PROMPT:
Collect all lines from the listing that include the string "books".

SOURCE INFORMATION:
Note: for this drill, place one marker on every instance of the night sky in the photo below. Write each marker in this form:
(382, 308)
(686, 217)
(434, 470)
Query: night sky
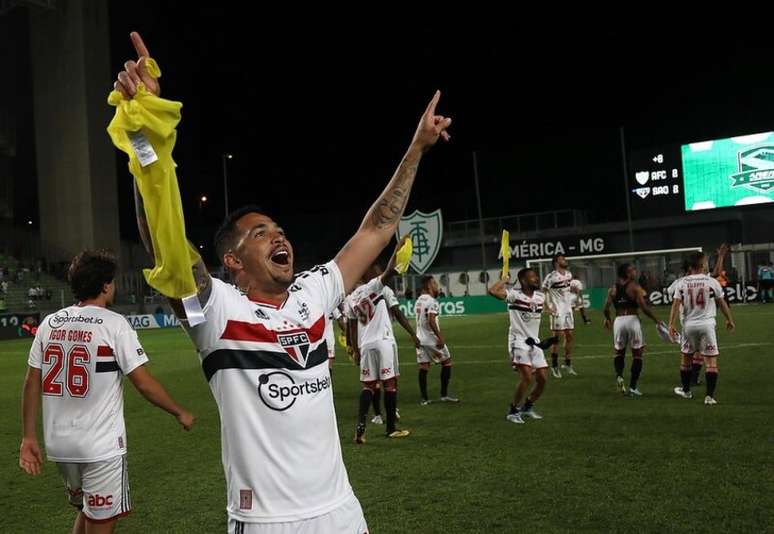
(318, 114)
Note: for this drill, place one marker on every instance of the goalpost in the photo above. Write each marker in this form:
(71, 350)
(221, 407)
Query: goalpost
(660, 267)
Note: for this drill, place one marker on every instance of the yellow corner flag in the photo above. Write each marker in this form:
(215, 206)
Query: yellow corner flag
(144, 128)
(403, 257)
(505, 251)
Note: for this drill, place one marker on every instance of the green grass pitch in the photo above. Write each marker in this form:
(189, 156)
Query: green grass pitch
(598, 462)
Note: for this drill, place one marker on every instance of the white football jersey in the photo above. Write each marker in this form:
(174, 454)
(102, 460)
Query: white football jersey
(330, 332)
(370, 305)
(557, 286)
(83, 353)
(697, 294)
(425, 306)
(525, 313)
(672, 287)
(266, 365)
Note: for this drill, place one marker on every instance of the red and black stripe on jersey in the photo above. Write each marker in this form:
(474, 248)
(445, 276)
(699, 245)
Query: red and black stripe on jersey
(264, 359)
(106, 366)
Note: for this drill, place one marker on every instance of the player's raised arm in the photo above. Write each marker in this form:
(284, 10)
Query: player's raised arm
(673, 314)
(382, 219)
(606, 310)
(723, 305)
(127, 82)
(201, 275)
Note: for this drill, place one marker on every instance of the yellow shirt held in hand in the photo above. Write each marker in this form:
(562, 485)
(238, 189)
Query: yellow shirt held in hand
(144, 128)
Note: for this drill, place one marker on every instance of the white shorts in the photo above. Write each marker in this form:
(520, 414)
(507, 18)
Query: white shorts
(379, 361)
(100, 489)
(346, 519)
(532, 356)
(330, 341)
(700, 338)
(563, 320)
(432, 354)
(627, 331)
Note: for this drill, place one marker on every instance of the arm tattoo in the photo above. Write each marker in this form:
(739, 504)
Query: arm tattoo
(389, 207)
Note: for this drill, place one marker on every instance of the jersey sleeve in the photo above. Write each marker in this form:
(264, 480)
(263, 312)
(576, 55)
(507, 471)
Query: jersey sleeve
(510, 296)
(717, 288)
(35, 358)
(205, 335)
(349, 311)
(678, 290)
(128, 352)
(547, 281)
(323, 283)
(389, 297)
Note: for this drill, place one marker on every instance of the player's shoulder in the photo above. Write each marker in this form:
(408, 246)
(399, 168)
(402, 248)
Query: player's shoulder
(315, 276)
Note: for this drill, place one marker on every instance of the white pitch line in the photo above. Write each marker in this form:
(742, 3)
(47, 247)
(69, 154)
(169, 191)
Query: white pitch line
(505, 359)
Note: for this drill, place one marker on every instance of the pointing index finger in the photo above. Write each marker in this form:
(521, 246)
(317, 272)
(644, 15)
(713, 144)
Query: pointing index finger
(433, 102)
(139, 45)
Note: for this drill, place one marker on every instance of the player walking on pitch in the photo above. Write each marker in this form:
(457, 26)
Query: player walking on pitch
(558, 290)
(268, 371)
(525, 308)
(697, 297)
(432, 347)
(77, 363)
(627, 297)
(375, 350)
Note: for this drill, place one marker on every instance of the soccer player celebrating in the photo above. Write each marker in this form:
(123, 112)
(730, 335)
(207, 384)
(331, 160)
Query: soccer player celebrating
(696, 299)
(525, 307)
(627, 297)
(557, 288)
(268, 371)
(77, 363)
(375, 350)
(432, 345)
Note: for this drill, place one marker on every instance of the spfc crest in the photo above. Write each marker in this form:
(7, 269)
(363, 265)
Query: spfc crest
(296, 345)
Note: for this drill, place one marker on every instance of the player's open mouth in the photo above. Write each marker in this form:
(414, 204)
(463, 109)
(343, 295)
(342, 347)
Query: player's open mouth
(280, 256)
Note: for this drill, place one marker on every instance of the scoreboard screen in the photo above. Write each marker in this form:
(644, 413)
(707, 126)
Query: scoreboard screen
(672, 179)
(737, 171)
(656, 182)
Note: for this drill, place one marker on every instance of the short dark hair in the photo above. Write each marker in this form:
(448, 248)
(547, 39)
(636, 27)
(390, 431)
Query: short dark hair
(226, 235)
(90, 271)
(522, 274)
(695, 260)
(425, 280)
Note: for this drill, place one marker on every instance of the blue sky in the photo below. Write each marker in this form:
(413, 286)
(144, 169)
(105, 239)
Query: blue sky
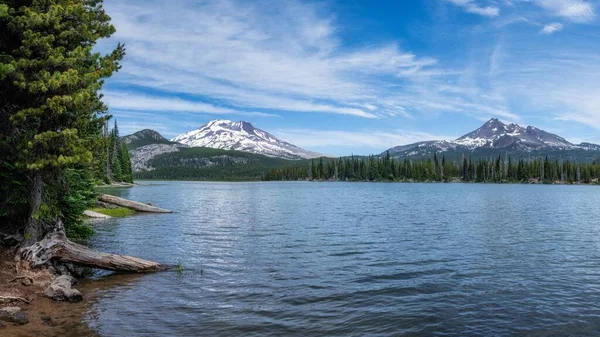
(342, 77)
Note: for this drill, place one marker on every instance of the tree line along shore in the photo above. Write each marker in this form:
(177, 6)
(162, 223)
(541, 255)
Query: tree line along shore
(438, 169)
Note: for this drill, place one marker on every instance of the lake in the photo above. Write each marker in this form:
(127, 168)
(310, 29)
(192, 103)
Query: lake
(356, 259)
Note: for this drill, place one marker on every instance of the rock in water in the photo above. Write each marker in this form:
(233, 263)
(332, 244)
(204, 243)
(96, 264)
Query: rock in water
(13, 315)
(60, 290)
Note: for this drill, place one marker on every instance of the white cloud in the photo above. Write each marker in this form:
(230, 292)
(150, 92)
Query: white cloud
(365, 139)
(275, 56)
(574, 10)
(138, 102)
(552, 28)
(473, 7)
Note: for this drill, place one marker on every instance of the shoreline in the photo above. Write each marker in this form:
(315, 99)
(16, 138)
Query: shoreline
(558, 183)
(45, 317)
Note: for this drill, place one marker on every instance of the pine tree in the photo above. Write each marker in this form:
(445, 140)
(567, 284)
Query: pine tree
(49, 91)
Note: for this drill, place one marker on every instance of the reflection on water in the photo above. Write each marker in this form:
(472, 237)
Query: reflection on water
(354, 259)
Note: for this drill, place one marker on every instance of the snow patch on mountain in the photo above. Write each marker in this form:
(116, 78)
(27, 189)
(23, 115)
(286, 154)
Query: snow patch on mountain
(495, 134)
(241, 136)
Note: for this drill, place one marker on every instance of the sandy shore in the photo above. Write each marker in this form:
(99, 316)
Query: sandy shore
(46, 317)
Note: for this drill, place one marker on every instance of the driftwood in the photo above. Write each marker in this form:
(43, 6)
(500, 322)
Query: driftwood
(10, 299)
(137, 206)
(56, 246)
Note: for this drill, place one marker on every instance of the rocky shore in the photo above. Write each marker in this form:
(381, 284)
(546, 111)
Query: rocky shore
(27, 307)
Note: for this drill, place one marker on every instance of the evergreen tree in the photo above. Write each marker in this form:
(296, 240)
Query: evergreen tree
(49, 94)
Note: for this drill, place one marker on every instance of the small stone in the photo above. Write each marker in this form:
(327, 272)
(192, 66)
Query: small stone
(9, 310)
(13, 315)
(20, 318)
(60, 290)
(47, 319)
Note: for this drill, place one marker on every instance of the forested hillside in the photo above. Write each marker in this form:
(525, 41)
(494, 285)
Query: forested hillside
(491, 170)
(111, 159)
(212, 164)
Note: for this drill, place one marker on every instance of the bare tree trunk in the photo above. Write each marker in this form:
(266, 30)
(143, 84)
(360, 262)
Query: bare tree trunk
(56, 246)
(34, 228)
(138, 206)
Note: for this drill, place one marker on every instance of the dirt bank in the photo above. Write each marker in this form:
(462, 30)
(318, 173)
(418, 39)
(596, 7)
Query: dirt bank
(46, 317)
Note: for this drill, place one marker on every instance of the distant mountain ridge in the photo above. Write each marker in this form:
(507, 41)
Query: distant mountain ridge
(242, 136)
(144, 137)
(495, 137)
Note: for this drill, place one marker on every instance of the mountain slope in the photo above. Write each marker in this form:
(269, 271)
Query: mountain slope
(144, 137)
(242, 136)
(496, 138)
(202, 163)
(144, 145)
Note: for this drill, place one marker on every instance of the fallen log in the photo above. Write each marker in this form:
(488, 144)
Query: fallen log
(137, 206)
(56, 246)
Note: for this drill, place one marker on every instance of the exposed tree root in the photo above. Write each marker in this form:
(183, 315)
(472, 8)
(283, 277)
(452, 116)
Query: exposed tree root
(138, 206)
(56, 247)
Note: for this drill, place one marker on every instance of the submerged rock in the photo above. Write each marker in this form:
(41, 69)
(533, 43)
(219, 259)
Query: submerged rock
(13, 315)
(61, 290)
(95, 215)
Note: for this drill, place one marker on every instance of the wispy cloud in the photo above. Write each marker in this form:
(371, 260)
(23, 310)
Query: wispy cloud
(573, 10)
(138, 102)
(474, 7)
(374, 140)
(274, 57)
(552, 28)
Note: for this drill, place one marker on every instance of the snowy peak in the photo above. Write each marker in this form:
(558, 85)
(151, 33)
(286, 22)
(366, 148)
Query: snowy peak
(241, 136)
(496, 134)
(495, 137)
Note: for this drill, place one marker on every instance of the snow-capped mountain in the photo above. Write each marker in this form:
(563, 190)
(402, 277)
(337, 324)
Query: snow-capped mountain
(241, 136)
(496, 137)
(495, 134)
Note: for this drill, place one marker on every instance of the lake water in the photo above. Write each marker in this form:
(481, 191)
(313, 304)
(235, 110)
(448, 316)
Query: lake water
(356, 259)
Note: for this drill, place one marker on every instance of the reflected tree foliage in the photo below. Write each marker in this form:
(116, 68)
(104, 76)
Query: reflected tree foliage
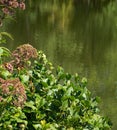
(80, 35)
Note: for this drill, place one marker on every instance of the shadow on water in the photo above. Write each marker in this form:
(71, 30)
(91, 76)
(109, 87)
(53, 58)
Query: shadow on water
(79, 35)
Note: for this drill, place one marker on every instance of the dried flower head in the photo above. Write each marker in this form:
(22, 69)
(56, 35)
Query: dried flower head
(9, 67)
(14, 88)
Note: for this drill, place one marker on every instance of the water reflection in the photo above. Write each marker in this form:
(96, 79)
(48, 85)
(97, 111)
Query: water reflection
(78, 36)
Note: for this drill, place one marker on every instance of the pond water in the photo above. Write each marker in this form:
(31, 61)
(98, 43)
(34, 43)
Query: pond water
(78, 35)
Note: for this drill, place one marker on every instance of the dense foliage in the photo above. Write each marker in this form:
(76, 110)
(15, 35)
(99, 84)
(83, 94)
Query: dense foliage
(8, 7)
(35, 96)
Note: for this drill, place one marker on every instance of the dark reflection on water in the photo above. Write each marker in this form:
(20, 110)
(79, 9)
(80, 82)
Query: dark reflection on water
(79, 36)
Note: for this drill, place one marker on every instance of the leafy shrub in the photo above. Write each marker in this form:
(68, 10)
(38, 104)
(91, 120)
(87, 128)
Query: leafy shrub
(55, 99)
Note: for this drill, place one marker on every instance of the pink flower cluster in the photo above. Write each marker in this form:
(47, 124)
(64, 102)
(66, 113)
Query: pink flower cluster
(13, 88)
(22, 54)
(9, 5)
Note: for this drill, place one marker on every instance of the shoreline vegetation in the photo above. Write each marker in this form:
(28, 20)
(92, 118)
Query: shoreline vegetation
(36, 96)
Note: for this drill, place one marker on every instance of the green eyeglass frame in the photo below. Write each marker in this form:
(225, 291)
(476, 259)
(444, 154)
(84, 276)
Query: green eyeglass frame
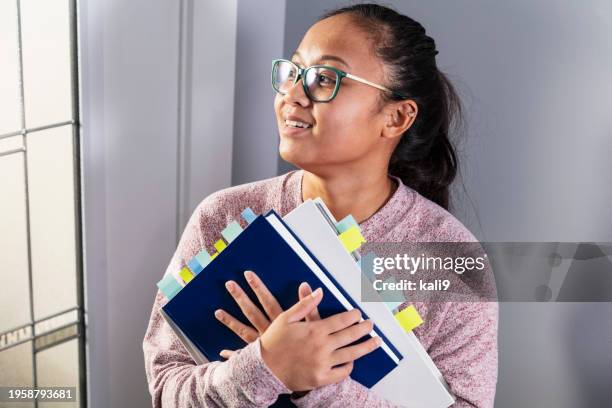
(302, 72)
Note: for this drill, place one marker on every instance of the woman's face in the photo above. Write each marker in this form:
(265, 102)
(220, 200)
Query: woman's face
(346, 130)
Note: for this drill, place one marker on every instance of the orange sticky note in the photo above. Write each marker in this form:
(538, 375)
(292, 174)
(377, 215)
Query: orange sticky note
(220, 245)
(409, 318)
(352, 238)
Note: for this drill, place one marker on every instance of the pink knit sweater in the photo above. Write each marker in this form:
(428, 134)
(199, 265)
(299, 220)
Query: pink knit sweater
(461, 338)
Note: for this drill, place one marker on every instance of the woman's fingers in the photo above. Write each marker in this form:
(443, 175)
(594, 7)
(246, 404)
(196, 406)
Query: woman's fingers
(226, 354)
(267, 300)
(303, 291)
(341, 321)
(339, 373)
(352, 353)
(301, 309)
(351, 334)
(252, 312)
(246, 333)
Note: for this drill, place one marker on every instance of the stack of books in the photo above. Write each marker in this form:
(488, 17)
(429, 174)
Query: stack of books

RESPONSE TO THIS EXERCISE:
Note: for this drill, place one marker on every instance of the stack of books in the photo above. Write each marker in this form:
Query: stack of books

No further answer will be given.